● Passage cité
──────

L’Institut du Numérique Responsable, en mode start-up pour changer de dimension

Avec Jérôme Barré à sa tête depuis le mois de juin et Laurent Bourgitteau-Guiard en tant que délégué général, l’INR concentre actuellement ses efforts sur sa réorganisation en profondeur. Les détails de la restructuration en cours et des projets à venir avec ces deux personnes clés de l’Institut du Numérique Responsable.

En mai dernier, vous vous êtes réunis à Paris pour travailler sur la feuille de route de l’INR. Quels en sont les grands axes, sachant que vous avez entre-temps changé de présidence ?

Jérôme Barré : J’ai effectivement été élu président de l’association mi-juin, succédant à ce poste à Sophie Provost. Notre feuille de route s’articule autour de plusieurs groupes de travail, mais notre priorité actuelle est l’organisation même de l’association qui a subi de multiples changements depuis un an. Comme beaucoup d’associations, l’INR a en effet connu une crise de croissance et il a fallu la restructurer sur plusieurs volets : fiscalité, trésorerie, gestion des membres, communication et responsabilités entre le conseil d’administration, le bureau et l’équipe permanente dont Laurent fait partie en tant que délégué général…

Notre objectif est également de nous doter d’instances éthiques, déontologiques et d’orientation. Étant une association prônant un numérique responsable pour le plus grand nombre, un conseil d’orientation composé de « sages » (qui peuvent être externes à l’association) est en effet nécessaire à notre fonctionnement.

──────

● Extraits des données
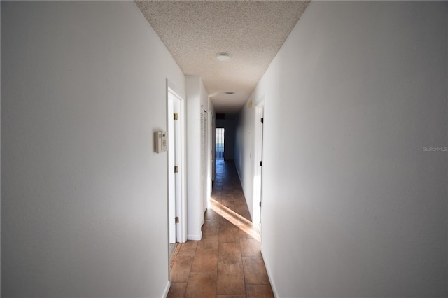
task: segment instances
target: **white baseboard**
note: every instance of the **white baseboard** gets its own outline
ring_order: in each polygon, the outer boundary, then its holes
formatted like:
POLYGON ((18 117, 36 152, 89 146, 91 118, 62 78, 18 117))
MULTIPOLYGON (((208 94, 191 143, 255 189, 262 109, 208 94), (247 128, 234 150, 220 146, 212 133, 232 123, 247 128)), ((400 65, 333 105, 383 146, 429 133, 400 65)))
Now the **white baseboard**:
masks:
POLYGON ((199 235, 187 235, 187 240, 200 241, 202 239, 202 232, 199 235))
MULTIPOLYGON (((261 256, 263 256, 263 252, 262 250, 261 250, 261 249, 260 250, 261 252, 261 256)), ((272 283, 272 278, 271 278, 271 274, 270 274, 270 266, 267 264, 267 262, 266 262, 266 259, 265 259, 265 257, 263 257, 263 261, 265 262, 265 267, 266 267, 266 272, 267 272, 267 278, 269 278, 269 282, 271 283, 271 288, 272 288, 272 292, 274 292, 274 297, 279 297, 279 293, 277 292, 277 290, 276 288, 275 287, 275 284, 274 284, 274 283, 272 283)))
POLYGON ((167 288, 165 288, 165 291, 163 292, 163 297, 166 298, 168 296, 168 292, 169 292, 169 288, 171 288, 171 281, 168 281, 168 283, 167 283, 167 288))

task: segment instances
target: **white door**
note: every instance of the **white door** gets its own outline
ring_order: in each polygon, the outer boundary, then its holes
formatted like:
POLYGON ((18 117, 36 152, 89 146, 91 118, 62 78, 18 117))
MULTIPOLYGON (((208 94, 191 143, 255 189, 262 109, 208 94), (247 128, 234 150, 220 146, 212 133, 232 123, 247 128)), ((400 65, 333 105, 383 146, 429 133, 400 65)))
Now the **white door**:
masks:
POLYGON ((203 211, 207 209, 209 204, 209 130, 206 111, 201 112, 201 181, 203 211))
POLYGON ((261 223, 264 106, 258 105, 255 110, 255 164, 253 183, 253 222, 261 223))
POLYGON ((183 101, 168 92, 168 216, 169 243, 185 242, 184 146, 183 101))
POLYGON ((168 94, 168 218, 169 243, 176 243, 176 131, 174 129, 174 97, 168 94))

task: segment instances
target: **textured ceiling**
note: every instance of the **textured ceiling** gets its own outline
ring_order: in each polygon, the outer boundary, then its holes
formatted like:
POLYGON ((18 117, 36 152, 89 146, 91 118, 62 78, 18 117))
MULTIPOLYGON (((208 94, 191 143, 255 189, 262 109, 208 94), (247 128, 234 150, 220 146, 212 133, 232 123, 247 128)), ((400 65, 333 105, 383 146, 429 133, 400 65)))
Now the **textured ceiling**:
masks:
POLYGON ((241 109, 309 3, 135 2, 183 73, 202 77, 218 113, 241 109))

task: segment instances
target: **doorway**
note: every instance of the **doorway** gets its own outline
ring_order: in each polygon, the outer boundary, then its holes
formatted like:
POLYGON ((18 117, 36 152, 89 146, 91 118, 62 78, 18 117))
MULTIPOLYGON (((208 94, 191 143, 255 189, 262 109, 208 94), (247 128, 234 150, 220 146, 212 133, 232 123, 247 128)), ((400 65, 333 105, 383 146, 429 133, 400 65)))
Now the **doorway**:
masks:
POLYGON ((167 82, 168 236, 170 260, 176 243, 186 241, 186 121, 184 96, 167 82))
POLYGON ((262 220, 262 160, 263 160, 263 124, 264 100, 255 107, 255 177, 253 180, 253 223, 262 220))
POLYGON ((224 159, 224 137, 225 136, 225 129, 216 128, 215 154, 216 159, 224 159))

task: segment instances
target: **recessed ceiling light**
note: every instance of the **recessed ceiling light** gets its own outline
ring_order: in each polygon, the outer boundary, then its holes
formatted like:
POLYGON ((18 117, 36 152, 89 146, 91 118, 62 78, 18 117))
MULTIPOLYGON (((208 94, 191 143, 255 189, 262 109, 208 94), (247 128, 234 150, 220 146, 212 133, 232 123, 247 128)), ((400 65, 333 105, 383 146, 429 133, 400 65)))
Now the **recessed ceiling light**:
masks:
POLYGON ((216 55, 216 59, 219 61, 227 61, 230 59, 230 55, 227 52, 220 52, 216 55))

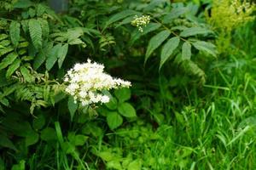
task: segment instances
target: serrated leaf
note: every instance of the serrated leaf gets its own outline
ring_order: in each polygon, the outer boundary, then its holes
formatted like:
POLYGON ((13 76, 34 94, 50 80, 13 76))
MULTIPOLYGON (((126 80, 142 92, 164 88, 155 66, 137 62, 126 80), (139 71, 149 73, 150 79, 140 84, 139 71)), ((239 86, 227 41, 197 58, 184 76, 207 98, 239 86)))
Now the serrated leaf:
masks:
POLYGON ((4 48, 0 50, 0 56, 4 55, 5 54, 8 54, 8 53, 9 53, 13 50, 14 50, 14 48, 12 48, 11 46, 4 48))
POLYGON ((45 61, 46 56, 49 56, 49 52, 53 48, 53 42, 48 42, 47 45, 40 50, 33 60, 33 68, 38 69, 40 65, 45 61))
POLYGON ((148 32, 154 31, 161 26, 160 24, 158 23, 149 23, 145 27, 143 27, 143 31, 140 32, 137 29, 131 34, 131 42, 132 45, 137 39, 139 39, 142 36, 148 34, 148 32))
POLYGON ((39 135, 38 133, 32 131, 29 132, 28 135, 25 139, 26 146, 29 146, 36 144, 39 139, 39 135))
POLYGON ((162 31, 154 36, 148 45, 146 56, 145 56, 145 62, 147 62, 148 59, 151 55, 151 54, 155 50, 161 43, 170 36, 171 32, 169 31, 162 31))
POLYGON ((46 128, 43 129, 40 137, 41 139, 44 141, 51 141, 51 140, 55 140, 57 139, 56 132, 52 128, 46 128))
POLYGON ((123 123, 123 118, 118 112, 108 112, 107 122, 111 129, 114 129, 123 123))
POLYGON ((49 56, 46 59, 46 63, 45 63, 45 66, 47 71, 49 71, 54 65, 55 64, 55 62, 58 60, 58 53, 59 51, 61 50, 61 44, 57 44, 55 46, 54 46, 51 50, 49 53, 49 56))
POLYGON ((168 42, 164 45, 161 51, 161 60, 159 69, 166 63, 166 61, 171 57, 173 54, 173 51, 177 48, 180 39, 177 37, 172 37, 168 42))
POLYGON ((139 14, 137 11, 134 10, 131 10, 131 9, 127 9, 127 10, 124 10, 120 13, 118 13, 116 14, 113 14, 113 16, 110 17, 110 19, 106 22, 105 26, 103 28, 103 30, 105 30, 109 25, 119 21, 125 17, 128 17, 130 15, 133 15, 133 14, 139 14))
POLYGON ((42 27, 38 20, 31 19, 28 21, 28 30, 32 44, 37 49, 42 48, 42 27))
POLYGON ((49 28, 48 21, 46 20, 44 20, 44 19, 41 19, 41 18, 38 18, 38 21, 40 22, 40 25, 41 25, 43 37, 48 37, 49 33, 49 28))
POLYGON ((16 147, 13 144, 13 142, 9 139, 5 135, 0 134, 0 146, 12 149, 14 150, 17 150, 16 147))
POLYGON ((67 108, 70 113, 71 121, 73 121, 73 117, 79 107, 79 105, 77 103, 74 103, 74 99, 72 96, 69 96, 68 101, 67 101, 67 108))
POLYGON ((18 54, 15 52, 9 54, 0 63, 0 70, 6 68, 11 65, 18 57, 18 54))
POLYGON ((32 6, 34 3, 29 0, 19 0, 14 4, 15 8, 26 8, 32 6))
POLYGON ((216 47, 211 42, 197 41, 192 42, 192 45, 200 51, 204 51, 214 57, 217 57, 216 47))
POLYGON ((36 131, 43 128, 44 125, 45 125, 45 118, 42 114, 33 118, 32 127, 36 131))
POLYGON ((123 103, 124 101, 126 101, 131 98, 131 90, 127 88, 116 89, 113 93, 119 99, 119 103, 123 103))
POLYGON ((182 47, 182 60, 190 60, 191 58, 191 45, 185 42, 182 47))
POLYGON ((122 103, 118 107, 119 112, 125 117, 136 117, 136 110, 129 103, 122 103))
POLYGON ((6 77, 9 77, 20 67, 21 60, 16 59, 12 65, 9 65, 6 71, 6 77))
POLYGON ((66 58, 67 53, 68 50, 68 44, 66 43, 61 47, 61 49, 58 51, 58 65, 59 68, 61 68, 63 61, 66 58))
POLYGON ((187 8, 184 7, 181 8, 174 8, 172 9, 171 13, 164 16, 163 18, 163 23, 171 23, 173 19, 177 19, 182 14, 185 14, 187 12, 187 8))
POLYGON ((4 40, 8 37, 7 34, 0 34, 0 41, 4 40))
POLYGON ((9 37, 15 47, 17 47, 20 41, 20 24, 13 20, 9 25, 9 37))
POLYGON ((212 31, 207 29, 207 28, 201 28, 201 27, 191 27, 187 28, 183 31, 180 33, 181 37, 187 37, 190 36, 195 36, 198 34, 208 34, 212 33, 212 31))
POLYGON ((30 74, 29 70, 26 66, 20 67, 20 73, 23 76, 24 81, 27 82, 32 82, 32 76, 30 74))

──────

● Consignes
- A) D'après le passage cité, pourquoi un conseil d'orientation est-il nécessaire au fonctionnement de l'INR ? Répondez en une à trois phrases.
- B) Les affirmations suivantes concordent-elles avec le passage cité ? Pour chacune, répondez par oui ou par non et citez mot pour mot les termes décisifs.
(i) Jérôme Barré a succédé à Sophie Provost à la présidence de l'association.
(ii) La priorité actuelle de l'INR est la création de nouveaux groupes de travail.
(iii) Les « sages » du conseil d'orientation doivent obligatoirement être membres de l'association.
- C) Recopiez fidèlement le passage cité entre « Avec Jérôme Barré » et « du Numérique Responsable. », bornes incluses.

● Réponses
- A) L'INR est une association qui prône un numérique responsable pour le plus grand nombre. C'est pourquoi un conseil d'orientation composé de « sages », qui peuvent être externes à l'association, est jugé nécessaire à son fonctionnement.

- B)
(i) Oui : « succédant à ce poste à Sophie Provost ».
(ii) Non : « notre priorité actuelle est l’organisation même de l’association ».
(iii) Non : « (qui peuvent être externes à l’association) ».

- C)
Avec Jérôme Barré à sa tête depuis le mois de juin et Laurent Bourgitteau-Guiard en tant que délégué général, l’INR concentre actuellement ses efforts sur sa réorganisation en profondeur. Les détails de la restructuration en cours et des projets à venir avec ces deux personnes clés de l’Institut du Numérique Responsable.